# start of SOURCE EXTRACT
Two years ago I started building AI agents for marketing teams. Back then it felt experimental. Today it's a core part of how I work with clients — and I've built and retired enough agents to know which ones actually earn their keep and which ones don't.
This is that list. The agents I keep running, the ones I've stopped using, and why the difference almost never comes down to the model underneath.
Why most agent stacks stop working.
Here's the pattern I see when I walk into a company that's been trying to do this themselves: fifteen half-built workflows, three abandoned dashboards, and a general feeling that "AI is supposed to be saving us time but somehow everyone's busier."
The problem isn't the models. The models are fine. The problem is stack discipline — or more accurately, the lack of it. Companies build agents because they can, not because they should. No review loop. No retirement criteria. No one accountable for whether the agents are actually producing output the team uses.
The question isn't which agents should we build. It's which agents will still be earning their keep six months from now.
Most of my job, honestly, is killing agents. Clients come to me with an "AI automation" setup that has ballooned, and we spend the first few weeks deciding what to switch off. The answer almost always: more than half of it.
The agents I keep running.
Across most of my client engagements, there's a core set of four to six agents that survive. Not the same ones every time — each business has its own needs — but the shape is consistent. These are the ones I recommend by default.
Research agents.
Specifically: research agents that feed the content team. The job isn't "find me information" (too vague, too broad) but "produce a structured brief on this specific topic, drawing on these specific source types, in this format, by Monday morning."
Good research agents replace the 2–4 hours a content marketer spends gathering material before they can write. They don't replace the writing. That's the important distinction.
Competitive intel agents.
These are the agents clients love once they've experienced them. A competitive-intel agent watches specific competitors — their blog, pricing page, careers page, product changelog — and flags when something meaningful changes. Not "they published something," but "they published something that matters to us, and here's why."
The filter is what makes these work. A naive "send me everything" setup produces noise. A properly tuned agent sends maybe two alerts a week, each one genuinely actionable.
Reporting agents.
The weekly-update agent is the one every marketing team wishes they'd had five years ago. It pulls from analytics, Search Console, CRM, and wherever else the data lives, then writes a narrative summary — not a dashboard — of what moved, what didn't, and what might matter for next week.
# end of SOURCE EXTRACT
# start of RECORDS PROVIDED
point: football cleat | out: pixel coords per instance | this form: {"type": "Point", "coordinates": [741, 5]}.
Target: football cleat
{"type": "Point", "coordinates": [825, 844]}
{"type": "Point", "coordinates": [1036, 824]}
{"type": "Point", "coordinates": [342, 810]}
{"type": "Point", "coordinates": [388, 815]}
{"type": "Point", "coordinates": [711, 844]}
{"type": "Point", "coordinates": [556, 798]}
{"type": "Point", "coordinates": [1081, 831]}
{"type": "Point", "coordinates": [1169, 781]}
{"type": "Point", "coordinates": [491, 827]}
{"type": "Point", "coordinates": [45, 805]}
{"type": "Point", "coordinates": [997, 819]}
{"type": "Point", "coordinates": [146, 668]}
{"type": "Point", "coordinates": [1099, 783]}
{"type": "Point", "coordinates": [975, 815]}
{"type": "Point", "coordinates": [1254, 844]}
# end of RECORDS PROVIDED
LIST OF TASKS:
(a) According to the article on marketing AI agents, how many alerts a week does a properly tuned competitive-intel agent send?
(b) In the article on marketing AI agents, turn the paragraph beginning "The problem isn't the models." into a short bulleted list that keeps its main points.

ANSWERS BY TASK:
(a) Maybe two a week, each one genuinely actionable.

(b)
- The models are fine; the real problem is a lack of stack discipline.
- Companies build agents because they can, not because they should.
- There is no review loop.
- There are no retirement criteria.
- No one is accountable for whether the agents produce output the team uses.